Job
Arrange every line of the data below as a numbered list, omitting any blank lines.

»»

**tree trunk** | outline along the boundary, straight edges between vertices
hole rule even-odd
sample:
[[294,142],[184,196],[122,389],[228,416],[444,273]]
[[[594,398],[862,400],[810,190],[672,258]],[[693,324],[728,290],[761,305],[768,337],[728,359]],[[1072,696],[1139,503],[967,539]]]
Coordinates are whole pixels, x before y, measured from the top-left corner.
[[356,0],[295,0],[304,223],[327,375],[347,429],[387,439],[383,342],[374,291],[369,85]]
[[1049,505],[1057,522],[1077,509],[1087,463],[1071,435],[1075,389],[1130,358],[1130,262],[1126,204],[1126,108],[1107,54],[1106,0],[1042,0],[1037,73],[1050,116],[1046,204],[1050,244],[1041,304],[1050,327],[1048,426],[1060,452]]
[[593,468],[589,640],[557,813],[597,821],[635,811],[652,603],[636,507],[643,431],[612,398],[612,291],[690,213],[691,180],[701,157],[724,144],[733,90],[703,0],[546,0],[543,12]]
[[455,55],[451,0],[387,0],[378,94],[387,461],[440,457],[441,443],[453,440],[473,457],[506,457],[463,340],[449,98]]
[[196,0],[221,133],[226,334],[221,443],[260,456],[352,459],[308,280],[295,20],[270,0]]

««

Exercise result
1. **tree trunk** | outline along the boundary, straight edges between vertices
2. hole rule even-odd
3. sample:
4. [[294,142],[184,196],[122,389],[228,416],[444,273]]
5. [[[594,398],[862,400],[810,190],[672,258]],[[693,324],[728,290],[761,305],[768,337],[728,359]],[[1072,696],[1139,503],[967,539]]]
6. Coordinates are whole pixels, x before y, measured from the top-left corner.
7. [[356,0],[295,0],[304,223],[327,375],[347,429],[387,439],[383,342],[374,291],[369,85]]
8. [[1049,505],[1057,522],[1077,509],[1087,463],[1071,435],[1075,389],[1130,358],[1130,262],[1126,204],[1126,108],[1107,54],[1106,0],[1042,0],[1037,73],[1050,116],[1046,204],[1050,244],[1041,304],[1050,327],[1048,426],[1060,452]]
9. [[593,468],[589,640],[557,813],[597,821],[635,811],[652,603],[636,507],[643,431],[612,398],[612,291],[690,213],[691,180],[701,157],[724,144],[733,90],[703,0],[546,0],[543,12]]
10. [[455,55],[451,0],[387,0],[378,94],[387,461],[440,457],[441,443],[453,440],[473,457],[506,457],[463,340],[449,98]]
11. [[196,0],[221,133],[226,334],[221,443],[260,456],[352,459],[308,280],[295,20],[270,0]]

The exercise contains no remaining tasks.